§ **To be done**
Convert all of the items below into a JSON list of strings, one string per line, leaving out any blank lines.

§ **Records**
--- START ---
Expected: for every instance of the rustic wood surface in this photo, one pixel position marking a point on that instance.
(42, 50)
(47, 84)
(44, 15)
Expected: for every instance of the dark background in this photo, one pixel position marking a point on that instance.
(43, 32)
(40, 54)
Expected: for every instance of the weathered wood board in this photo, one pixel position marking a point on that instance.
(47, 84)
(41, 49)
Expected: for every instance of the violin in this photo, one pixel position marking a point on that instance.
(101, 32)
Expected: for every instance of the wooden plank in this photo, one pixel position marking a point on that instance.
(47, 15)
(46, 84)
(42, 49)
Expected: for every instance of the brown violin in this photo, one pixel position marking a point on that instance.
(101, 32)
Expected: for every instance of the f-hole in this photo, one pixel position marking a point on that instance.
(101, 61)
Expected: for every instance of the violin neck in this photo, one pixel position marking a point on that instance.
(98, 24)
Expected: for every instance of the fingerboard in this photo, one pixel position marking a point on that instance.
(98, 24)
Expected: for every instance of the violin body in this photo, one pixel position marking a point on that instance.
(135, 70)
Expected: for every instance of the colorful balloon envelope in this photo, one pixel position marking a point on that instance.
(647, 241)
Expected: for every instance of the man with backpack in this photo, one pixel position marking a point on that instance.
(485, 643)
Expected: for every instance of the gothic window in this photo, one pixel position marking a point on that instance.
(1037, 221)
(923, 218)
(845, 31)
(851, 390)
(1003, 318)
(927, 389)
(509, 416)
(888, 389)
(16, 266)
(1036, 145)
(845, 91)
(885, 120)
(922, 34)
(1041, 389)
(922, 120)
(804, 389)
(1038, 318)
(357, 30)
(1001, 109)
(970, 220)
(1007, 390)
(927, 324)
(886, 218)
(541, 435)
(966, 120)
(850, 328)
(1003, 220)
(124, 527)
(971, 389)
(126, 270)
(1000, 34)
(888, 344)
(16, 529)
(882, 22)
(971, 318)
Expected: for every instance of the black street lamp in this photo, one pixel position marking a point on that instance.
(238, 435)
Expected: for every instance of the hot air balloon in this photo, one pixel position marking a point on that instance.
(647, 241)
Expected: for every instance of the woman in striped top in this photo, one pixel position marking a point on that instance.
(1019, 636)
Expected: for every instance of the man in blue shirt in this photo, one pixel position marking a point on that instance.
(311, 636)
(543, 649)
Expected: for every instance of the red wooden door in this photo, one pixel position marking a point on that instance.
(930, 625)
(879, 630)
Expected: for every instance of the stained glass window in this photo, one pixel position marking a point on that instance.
--- END ---
§ **Written solution**
[
  "Expected: for every instance of the rustic wood surface in this photo, one pixel position marking a point on that instance.",
  "(42, 50)",
  "(47, 84)",
  "(44, 15)",
  "Expected: for every instance of the dark background in this photo, one pixel position marking a point on that instance.",
  "(43, 32)",
  "(40, 54)",
  "Expected: for every instance of the weathered wood board in this photo, one pixel position marking a point on that instance.",
  "(47, 84)",
  "(41, 49)",
  "Expected: for every instance of the violin in this photo, one pixel position marking a point on that instance.",
  "(101, 32)",
  "Expected: for every instance of the wooden plank in this photo, one pixel position marking a point on that instance.",
  "(47, 15)",
  "(46, 84)",
  "(42, 49)",
  "Expected: for every instance of the brown violin in this photo, one pixel position marking a point on that instance.",
  "(101, 32)",
  "Expected: for every instance of the f-hole in this photo, one pixel position marking a point on that instance.",
  "(101, 61)",
  "Expected: for every instance of the violin neck in this photo, one pixel position marking a point on that instance.",
  "(98, 24)",
  "Expected: for every instance of the fingerboard in this photo, one pixel position marking a point on that instance.",
  "(98, 24)",
  "Expected: for every instance of the violin body in this photo, one pixel position marking a point on that instance.",
  "(135, 70)",
  "Expected: for every instance of the colorful balloon envelope in this photo, one pixel position marking a point on that instance.",
  "(647, 241)",
  "Expected: for every instance of the man with backpack in this photo, one pixel position marking a point on that instance.",
  "(485, 643)",
  "Expected: for every instance of the gothic window in this photo, one pixel position marking a point on that instance.",
  "(1037, 221)",
  "(923, 218)",
  "(845, 31)",
  "(851, 390)",
  "(1003, 318)",
  "(927, 389)",
  "(509, 416)",
  "(888, 389)",
  "(16, 266)",
  "(1036, 145)",
  "(845, 91)",
  "(885, 120)",
  "(922, 34)",
  "(1041, 389)",
  "(922, 120)",
  "(804, 389)",
  "(1038, 318)",
  "(357, 30)",
  "(1001, 109)",
  "(970, 220)",
  "(1007, 390)",
  "(927, 324)",
  "(886, 218)",
  "(541, 435)",
  "(966, 120)",
  "(850, 328)",
  "(1003, 220)",
  "(124, 527)",
  "(971, 389)",
  "(126, 270)",
  "(1000, 34)",
  "(888, 344)",
  "(16, 529)",
  "(882, 22)",
  "(971, 318)",
  "Expected: for every instance of the black street lamp in this photo, one pixel position marking a point on that instance.",
  "(238, 435)",
  "Expected: for every instance of the hot air balloon in this photo, one pixel position marking a point on that instance.",
  "(647, 241)",
  "Expected: for every instance of the woman in striped top in this photo, one pixel position marking a point on that instance.",
  "(1019, 636)",
  "Expected: for every instance of the man in blue shirt in this photo, one pixel position marking a point on that instance.",
  "(311, 636)",
  "(543, 649)",
  "Expected: for every instance of the red wooden door in this photo, one pixel position marking a point on that instance.",
  "(930, 625)",
  "(879, 630)",
  "Expected: for every instance of the stained glass window in this photo, one pixel position marking a point on that instance."
]